Swap "Tag every instance" for "Mark each instance" throughout every row below, copying the rest unchanged and leaving out the pictures.

[Some rows]
* * * * *

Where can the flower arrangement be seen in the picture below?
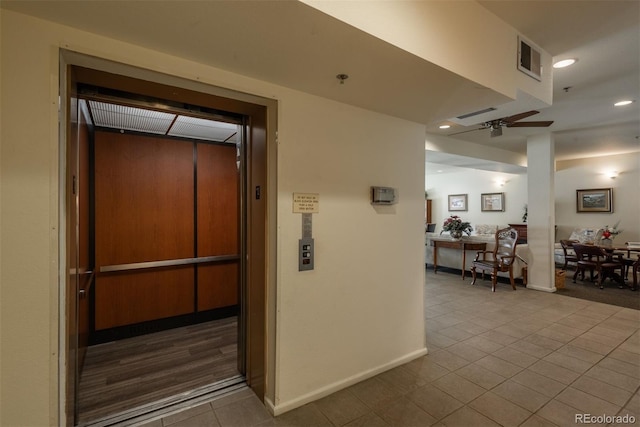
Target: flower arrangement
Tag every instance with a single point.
(455, 223)
(611, 232)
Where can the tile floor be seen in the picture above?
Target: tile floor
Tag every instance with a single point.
(523, 358)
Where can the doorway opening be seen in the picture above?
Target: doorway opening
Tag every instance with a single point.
(164, 248)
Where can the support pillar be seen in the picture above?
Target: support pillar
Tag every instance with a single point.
(541, 211)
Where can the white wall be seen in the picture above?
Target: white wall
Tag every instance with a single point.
(473, 183)
(572, 175)
(359, 311)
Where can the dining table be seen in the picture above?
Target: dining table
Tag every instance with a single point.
(612, 249)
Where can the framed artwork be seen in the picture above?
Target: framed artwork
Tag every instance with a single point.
(457, 202)
(594, 200)
(492, 202)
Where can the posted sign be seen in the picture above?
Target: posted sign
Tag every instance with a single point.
(306, 203)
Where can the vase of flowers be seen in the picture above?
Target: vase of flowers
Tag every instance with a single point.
(456, 226)
(609, 233)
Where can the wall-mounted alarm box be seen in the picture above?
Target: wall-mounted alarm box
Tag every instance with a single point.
(383, 195)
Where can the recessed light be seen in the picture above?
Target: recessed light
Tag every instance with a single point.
(564, 63)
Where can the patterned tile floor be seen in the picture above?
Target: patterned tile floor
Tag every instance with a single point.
(523, 358)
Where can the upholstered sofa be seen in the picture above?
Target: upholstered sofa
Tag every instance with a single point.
(452, 258)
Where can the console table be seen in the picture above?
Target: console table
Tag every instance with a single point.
(463, 245)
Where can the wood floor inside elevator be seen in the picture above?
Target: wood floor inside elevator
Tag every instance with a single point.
(122, 375)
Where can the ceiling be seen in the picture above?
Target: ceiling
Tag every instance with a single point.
(293, 45)
(604, 36)
(123, 117)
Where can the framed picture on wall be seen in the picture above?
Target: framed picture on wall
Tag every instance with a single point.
(457, 202)
(594, 200)
(492, 202)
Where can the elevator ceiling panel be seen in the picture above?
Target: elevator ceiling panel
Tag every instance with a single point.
(130, 118)
(193, 127)
(123, 117)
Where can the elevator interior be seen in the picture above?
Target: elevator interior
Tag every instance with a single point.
(159, 211)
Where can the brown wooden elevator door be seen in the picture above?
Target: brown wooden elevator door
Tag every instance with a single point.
(143, 212)
(217, 183)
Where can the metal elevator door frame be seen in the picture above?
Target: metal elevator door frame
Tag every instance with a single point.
(254, 226)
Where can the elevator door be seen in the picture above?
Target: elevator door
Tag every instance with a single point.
(250, 269)
(167, 228)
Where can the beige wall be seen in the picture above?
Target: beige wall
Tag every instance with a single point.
(424, 29)
(360, 311)
(572, 175)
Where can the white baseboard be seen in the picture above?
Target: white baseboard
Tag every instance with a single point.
(541, 288)
(283, 407)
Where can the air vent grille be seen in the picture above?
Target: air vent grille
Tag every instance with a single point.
(476, 113)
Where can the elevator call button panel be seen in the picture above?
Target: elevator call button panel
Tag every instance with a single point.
(305, 254)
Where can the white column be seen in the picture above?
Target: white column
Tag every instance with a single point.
(541, 212)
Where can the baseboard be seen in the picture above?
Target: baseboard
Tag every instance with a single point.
(339, 385)
(540, 288)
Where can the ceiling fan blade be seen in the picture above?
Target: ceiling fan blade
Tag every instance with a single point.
(520, 116)
(540, 124)
(465, 131)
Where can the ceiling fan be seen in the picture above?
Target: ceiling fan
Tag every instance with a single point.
(511, 122)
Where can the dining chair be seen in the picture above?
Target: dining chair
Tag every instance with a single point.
(500, 259)
(627, 258)
(596, 259)
(569, 252)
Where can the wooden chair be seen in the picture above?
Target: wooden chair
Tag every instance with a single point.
(596, 259)
(569, 252)
(627, 259)
(501, 259)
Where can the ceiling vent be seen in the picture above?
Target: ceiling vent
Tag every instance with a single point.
(475, 113)
(529, 59)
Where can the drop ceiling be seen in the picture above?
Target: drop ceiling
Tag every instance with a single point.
(123, 117)
(293, 45)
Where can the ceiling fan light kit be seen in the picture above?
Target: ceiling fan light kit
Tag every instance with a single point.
(496, 125)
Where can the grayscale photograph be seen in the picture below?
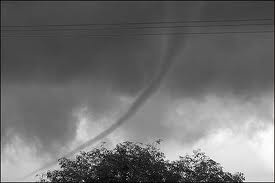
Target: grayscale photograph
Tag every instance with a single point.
(137, 91)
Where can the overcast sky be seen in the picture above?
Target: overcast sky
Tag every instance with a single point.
(60, 91)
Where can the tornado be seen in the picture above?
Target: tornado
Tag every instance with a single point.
(141, 99)
(170, 46)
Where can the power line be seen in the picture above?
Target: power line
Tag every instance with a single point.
(139, 23)
(146, 27)
(148, 34)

* * * * *

FINAL ANSWER:
Where can the flower arrangement be seen in the picture below?
Target: flower arrangement
Mark each instance with a single point.
(455, 223)
(611, 232)
Where can the tile floor be seen in the picture above?
Target: tile floor
Mark each instance with a single point.
(523, 358)
Where can the doorway opening be seen in the picture above?
Target: doorway opening
Mark each instance with a single point.
(164, 248)
Where can the support pillar be seen in the picture above?
Target: support pillar
Mark each instance with a single point.
(541, 211)
Where can the white wall be seen in the picture above?
Target: white wall
Mark each instance with a single point.
(473, 183)
(572, 175)
(359, 311)
Where can the dining table be seen in the picture above?
Target: dining table
Mark each instance with a single point.
(612, 249)
Where can the framed artwork be seen in the picture above?
Target: framed artwork
Mark each instance with a single point.
(457, 202)
(594, 200)
(492, 202)
Where can the posted sign be seen in the picture above?
Target: posted sign
Mark each instance with a single point.
(306, 203)
Where can the vase of flowers be seen in the picture above?
Target: vase of flowers
Mark each instance with a single point.
(456, 226)
(609, 233)
Where can the wall-mounted alarm box be seen in the picture above?
Target: wall-mounted alarm box
Mark each instance with a single point.
(383, 195)
Where can the recessed light be seen in the picture above?
Target: recessed light
Mark each instance with a single point.
(564, 63)
Where can the patterned tile floor be seen in the picture above?
Target: patterned tile floor
Mark each instance with a single point.
(523, 358)
Where can the upholstered sofa be seen in the picture above?
Target: upholstered sofa
Mark each instance with a single point.
(452, 258)
Where can the console table be seen in the picture above?
Target: console table
Mark each instance with a single point.
(463, 245)
Where can the wood floor inside elevator be seen in the picture above?
Target: wood floor inside elevator
Mark each instance with a single point.
(122, 375)
Where can the ceiling be seen in the picture above?
Target: ceiling
Mark each instance with a single point.
(293, 45)
(604, 36)
(123, 117)
Where can the framed picture on wall be seen in the picture above?
Target: framed picture on wall
Mark each instance with a single point.
(457, 202)
(594, 200)
(492, 202)
Where can the elevator ceiling panel be seen in the picture above?
Target: elevator ceiling panel
Mark each instance with a single point.
(130, 118)
(193, 127)
(123, 117)
Where can the elevator interior be seen in the picture above?
Target: elevator interior
Mark each instance with a single point.
(159, 211)
Where can the brown wooden elevator door be seen in the picture above?
Target: brown wooden elevator door
Mark each instance with a single point.
(143, 212)
(217, 183)
Where can the metal elevator door frame be seen in the picture above?
Target: metal elevator door frame
Mark each instance with a single point.
(254, 226)
Where can the elevator door be seen in the picture above?
Target: elevator door
Mark each instance with a single point.
(250, 269)
(167, 228)
Where can the beige wall be seen in the picture above?
Target: beige wall
Mark each instance with a single point.
(424, 29)
(360, 311)
(572, 175)
Where can the white baseboard be seen in the picture above?
Target: white baseboard
Mark each instance with a single point.
(541, 288)
(283, 407)
Where can the air vent grille be seen in the picture above?
Target: air vent grille
Mark each instance with a single point.
(476, 113)
Where can the elevator call button panel be seen in the picture above?
Target: elevator call button panel
Mark each instance with a single point.
(305, 254)
Where can the white column be seen in the picture above?
Target: white column
Mark each instance with a single point.
(541, 212)
Where can the baseboard be seen in the picture above?
Target: baseboard
Mark each instance with a single point.
(339, 385)
(540, 288)
Where can the ceiling fan blade be seen in the picture above?
Target: ceiling fan blade
Mark each instance with a single point.
(520, 116)
(540, 124)
(465, 131)
Where can the ceiling fan be seen in the picture above?
Target: ceiling fan
Mark each instance with a single point.
(511, 122)
Where can the dining chair be seen in the picture above?
Target: dining chair
Mark each instance with a single point.
(500, 259)
(627, 258)
(596, 259)
(569, 252)
Where can the wooden chair be seen in the picture above?
Target: wooden chair
Mark each instance with a single point.
(596, 259)
(569, 252)
(627, 259)
(501, 259)
Where can the ceiling vent be seen in the picture above?
Target: ceiling vent
Mark each instance with a single point.
(475, 113)
(529, 59)
Where can the drop ceiling be seen in the picture above?
Target: drop ceiling
Mark each instance with a single point.
(123, 117)
(293, 45)
Where can the ceiling fan light kit be seen in the picture above?
Target: ceiling fan light kit
Mark each instance with a single point.
(496, 125)
Where can the grayscale photograph be seen in the picture below?
Target: grayscale photograph
Mark each instance with a single point.
(137, 91)
Where can the overcast sky be seen in the picture above?
Target: overcast sky
Mark each instance with a single point.
(60, 91)
Where can the tornado be seen in the picture above?
Target: tornado
Mark each instance with a single point.
(141, 99)
(170, 46)
Where can the power line be seen in the picture above?
Target: power line
Mark each instance with a single point.
(139, 23)
(146, 27)
(148, 34)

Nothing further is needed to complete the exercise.